What is being asked – Count the lines in the records below that contain the string "young", treating uppercase and lowercase as different, and give only that number.

──────── Dataset content ────────

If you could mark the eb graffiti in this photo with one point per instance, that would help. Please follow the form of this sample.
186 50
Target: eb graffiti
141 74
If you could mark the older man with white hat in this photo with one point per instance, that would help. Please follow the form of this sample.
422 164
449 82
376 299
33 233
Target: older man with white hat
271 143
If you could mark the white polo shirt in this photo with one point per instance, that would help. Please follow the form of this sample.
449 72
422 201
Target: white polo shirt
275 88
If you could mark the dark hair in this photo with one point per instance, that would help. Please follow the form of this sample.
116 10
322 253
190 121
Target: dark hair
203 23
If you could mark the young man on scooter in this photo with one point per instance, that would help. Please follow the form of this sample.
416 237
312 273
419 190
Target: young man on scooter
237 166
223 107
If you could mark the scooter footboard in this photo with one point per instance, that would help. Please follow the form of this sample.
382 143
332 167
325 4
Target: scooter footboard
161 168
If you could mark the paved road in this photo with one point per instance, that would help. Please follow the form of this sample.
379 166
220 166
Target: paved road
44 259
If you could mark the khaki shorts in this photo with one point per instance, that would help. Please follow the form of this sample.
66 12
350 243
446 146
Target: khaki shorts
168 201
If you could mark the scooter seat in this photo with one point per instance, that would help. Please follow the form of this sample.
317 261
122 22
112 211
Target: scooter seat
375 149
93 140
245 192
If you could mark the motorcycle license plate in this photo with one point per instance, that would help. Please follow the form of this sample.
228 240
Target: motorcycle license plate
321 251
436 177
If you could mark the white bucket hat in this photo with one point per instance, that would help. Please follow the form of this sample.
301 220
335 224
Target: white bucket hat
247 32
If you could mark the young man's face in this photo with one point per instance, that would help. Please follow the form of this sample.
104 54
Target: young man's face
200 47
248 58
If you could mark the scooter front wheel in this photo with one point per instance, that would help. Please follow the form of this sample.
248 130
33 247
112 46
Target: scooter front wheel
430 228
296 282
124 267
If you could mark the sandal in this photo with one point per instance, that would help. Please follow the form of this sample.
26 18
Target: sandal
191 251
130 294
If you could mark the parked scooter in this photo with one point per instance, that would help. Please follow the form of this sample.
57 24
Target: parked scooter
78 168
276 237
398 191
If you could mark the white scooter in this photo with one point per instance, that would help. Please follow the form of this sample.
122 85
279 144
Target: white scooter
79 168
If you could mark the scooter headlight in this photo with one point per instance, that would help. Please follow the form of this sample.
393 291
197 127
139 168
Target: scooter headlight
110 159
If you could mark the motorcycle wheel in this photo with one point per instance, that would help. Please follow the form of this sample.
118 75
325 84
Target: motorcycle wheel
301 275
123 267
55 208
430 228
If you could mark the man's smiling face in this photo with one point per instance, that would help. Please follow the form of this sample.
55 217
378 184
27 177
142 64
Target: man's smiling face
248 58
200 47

────────
──────── Dataset content ────────

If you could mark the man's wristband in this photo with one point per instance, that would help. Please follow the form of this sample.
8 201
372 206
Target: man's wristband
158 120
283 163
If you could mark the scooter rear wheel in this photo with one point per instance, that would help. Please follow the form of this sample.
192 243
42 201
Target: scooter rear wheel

────────

Complete answer – 4